Extracted text:
========================

Both the pass and plinius have very "black" backgrounds upon which the musical event is built. The 225 has higher noise floor and dynamic contrasts not as extreme. I think what you are hearing is the purity of the event and maybe used to a more hyped sound from lesser amps.

just my 2 cents
do you know for sure that the slow sound you have heard was attributed to the amplifiers?

I have never heard a system with a Class A amplifier sound slow. Slow sound is usually a result of overripe, fat and bloated bass. If the amps you heard possess that quality, then I guess it is what you heard.

Systems that overemphasize bass usually sound slower. Although there are amps that sound heavier in bass with softer highs than other amps, but it hardly is a characteristic of a pure Class A amplifier sound.

If I recall correctly from your previous posts, you own digital amps. Sound of digital amps is different. If you are used to one type of sound, you need to readjust and get used to a different sonic presentation if you switch to Class A amps. The sound is just different. Which is right, it's for you to decide.
The thing that makes this comparison tough is that in order to be valid, the amps you're comparing (class A to class AB, etc.) have to be the same in other ways as well . . . and this may not be the case in your experience.

I would hypothesize that the class A designs you're associating the "slow" sound with also are single-ended or zero-feedback designs that have a comparitively high output impedance, which will definately affect most loudspeakers' response in such a way as to change the way you percieve timing information.

========================

Object position labeling entries:
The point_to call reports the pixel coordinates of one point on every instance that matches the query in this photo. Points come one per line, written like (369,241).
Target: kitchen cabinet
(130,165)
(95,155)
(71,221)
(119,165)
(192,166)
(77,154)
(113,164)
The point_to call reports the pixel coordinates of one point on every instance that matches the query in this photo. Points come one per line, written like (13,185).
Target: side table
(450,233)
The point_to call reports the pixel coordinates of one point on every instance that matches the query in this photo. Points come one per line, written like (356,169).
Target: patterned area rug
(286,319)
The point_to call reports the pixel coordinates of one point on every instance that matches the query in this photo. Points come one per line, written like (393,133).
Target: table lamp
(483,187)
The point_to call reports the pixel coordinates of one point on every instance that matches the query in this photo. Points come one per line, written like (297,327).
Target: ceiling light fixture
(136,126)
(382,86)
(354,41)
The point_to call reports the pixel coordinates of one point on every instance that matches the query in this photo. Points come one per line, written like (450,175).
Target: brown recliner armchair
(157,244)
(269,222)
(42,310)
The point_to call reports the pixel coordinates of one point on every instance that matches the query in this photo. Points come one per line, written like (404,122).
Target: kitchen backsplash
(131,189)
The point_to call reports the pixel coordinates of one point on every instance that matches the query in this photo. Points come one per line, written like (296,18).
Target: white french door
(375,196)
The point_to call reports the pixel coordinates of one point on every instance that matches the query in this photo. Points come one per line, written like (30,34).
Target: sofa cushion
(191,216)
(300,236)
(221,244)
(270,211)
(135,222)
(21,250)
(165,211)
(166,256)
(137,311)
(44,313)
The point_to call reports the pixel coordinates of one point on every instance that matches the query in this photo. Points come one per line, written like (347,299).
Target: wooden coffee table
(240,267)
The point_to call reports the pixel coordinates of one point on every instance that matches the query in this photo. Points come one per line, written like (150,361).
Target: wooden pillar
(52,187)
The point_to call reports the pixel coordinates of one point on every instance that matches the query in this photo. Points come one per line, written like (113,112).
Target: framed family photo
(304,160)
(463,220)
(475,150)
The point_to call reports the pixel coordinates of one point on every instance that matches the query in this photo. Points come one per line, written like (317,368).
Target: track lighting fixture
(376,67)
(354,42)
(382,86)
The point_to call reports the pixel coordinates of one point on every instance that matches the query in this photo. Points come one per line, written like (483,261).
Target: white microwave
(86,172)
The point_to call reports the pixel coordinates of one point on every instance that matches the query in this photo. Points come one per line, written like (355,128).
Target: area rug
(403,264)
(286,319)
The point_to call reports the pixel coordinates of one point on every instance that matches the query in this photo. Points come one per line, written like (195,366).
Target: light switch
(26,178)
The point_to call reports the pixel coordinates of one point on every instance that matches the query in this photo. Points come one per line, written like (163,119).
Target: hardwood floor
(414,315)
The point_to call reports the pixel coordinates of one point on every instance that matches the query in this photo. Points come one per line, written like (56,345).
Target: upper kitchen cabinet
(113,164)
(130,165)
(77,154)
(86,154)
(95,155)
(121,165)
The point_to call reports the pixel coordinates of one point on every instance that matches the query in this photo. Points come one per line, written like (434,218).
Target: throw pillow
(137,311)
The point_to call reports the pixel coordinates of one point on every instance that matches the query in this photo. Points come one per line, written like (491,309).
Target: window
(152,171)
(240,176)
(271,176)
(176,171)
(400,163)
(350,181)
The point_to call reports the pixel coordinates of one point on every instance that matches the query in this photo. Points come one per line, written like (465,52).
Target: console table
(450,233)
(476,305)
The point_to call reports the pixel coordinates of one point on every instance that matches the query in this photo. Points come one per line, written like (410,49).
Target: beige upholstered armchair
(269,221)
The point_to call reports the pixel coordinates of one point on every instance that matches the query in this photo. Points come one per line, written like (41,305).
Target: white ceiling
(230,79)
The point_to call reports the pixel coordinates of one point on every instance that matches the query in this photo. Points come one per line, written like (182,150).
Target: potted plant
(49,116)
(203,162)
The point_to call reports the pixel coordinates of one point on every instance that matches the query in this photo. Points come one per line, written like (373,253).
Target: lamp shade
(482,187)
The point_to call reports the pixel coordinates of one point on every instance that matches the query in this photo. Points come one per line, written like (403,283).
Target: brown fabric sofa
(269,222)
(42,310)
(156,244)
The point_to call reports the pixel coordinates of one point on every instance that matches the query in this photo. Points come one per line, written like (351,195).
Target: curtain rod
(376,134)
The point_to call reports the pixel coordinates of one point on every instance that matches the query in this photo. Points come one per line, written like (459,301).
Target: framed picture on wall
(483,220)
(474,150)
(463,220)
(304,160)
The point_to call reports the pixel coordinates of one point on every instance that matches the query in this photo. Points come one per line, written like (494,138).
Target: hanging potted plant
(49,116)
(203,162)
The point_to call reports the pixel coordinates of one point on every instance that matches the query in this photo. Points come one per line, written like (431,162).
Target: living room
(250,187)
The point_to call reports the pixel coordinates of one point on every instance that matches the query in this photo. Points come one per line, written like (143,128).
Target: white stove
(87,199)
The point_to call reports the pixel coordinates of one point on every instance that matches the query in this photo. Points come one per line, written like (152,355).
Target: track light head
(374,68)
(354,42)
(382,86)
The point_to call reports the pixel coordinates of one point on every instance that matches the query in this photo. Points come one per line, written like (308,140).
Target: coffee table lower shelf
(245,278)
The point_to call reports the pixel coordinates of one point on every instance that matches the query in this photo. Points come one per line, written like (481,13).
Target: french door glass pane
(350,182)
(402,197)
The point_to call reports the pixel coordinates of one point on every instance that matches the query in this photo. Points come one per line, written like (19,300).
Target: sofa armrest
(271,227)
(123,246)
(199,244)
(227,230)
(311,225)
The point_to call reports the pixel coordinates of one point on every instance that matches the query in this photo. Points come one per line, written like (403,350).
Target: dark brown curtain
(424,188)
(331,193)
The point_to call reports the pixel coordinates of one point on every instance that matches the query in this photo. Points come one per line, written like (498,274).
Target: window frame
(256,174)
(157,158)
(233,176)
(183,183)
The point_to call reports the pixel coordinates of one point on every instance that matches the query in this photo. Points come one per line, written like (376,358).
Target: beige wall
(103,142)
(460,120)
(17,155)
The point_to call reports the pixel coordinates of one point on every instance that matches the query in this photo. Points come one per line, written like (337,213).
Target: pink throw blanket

========================

Set exercise 1: Which three words does the amplifier discussion use to describe the kind of bass that usually makes sound slow?
Set exercise 2: Please state how the amplifier discussion says the 225 differs from the Pass and Plinius.
Set exercise 3: Continue the amplifier discussion after its final sentence.

Final result 1: Overripe, fat, bloated

Final result 2: The 225 has a higher noise floor, and its dynamic contrasts are not as extreme.

Final result 3:
I think I understand where you are coming from. When I first heard my Nagra VPA tube amps (which are Class A), I experienced the same thing. In fact, when I first inserted them into the system, the music seemed less dense, and slow...there was no sense of urgency to the music. But there was a sense of "rightness" to the music that I cannot describe.

Your hunch about the lack of distortion is what my hunch is...of course over time, once my ears adjusted to the new sound, and now I no longer experience the "slowness".

it's too easy to generalize. i am auditioning a class a amp with my magnepan 1.6s. i would not use the word "slow" to describe what i hear. my "reference" amplifier(s) is the vtl deluxe 120.

while an amplifier may have a peak in the bass, it may also be extended in the treble. depnednding upon the frequency response, such a situation may be described as "boom and sizzle".

the combination of attenuated treble response combined with an over emphasis in the region 80 to say 150 hz is rare in a class a amp, in my opinion.
In the Black and Blue books of the the great German or was Austrian Oh that's right Vienese Philosoper Wittengstein explained at length . The only thing which anything tells you of itself, is limited to what it can tell you. Further you can't whistle about it either. In plain old Austrian if the thing called Class A amplification tells you it sounds slow -it does indeed sound slow. Logic will tell you that if A does not depends on how it's circuit. then you can count on A always being A. His obversations being limited to the fin de Ciecle or Saichel, when there was no abundance of anything, especially class A, so could he know? We are left to ponder.
Finally if it sounds slow is that so terrible?
Slowness is a function of the source. What are you using?
If you want to know if the amp in question is slow of fast - just look its bandwidth. Wide bandwidth is a property of the fast amp ( If I am not mistaken: BW = 1/Slew Rate) and vice versa.

All The Best
Stevecham writes:

Slowness is a function of the source.
Not completely.

Band width and slew rate are not a function of eachother only potentially limited by one or the other parameter. In any event the slew rate is ridiculously quick, some other elements must account for percieved slowness. I don't percieve it in my class A tube amp at all. I think it is not physics but pycho acoustics with cues telling some listeners the sound is rich dense, or heavy and therefore slower.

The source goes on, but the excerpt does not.